### Provided passage ###

| tags: [ Data Cleaning Genomic Data Linux PLINK R ] categories: [Coding Experiments ]

Extracting data for variants common in both file sets

Introduction

The merge function in PLINK appears to exclude variants that are common in both data sets, which is unexpected.The following work around extracts the variants common in both file sets and merges the data.

NOTE: this exercise was performed on taurus.

Methods and Results

1. Extract SNP IDs from both .bim files and sort them numerically.

###

Your objective: According to the text on extracting shared variants, on what system was the exercise performed?

### Dataset section ###

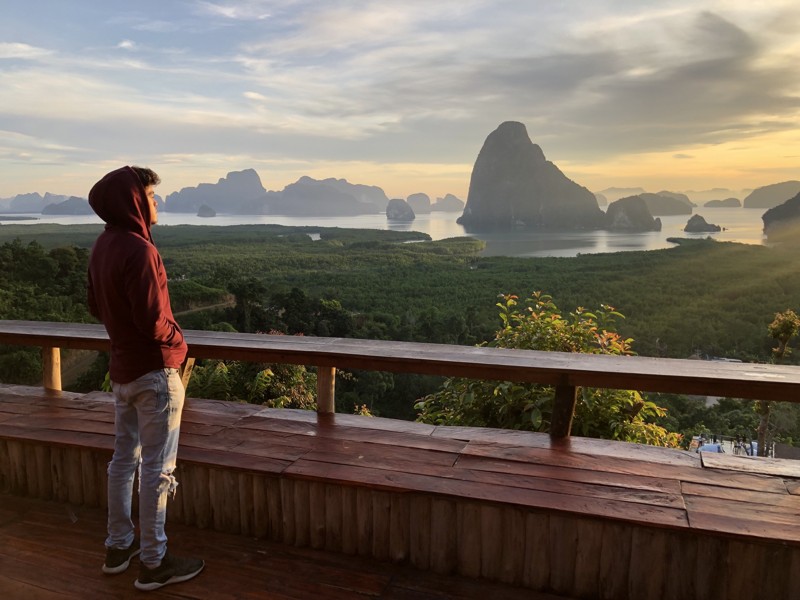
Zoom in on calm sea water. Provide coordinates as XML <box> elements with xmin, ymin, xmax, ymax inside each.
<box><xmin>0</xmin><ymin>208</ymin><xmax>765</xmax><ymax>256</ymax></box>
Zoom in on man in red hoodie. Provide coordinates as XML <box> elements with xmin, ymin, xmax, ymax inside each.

###

Written answer: Taurus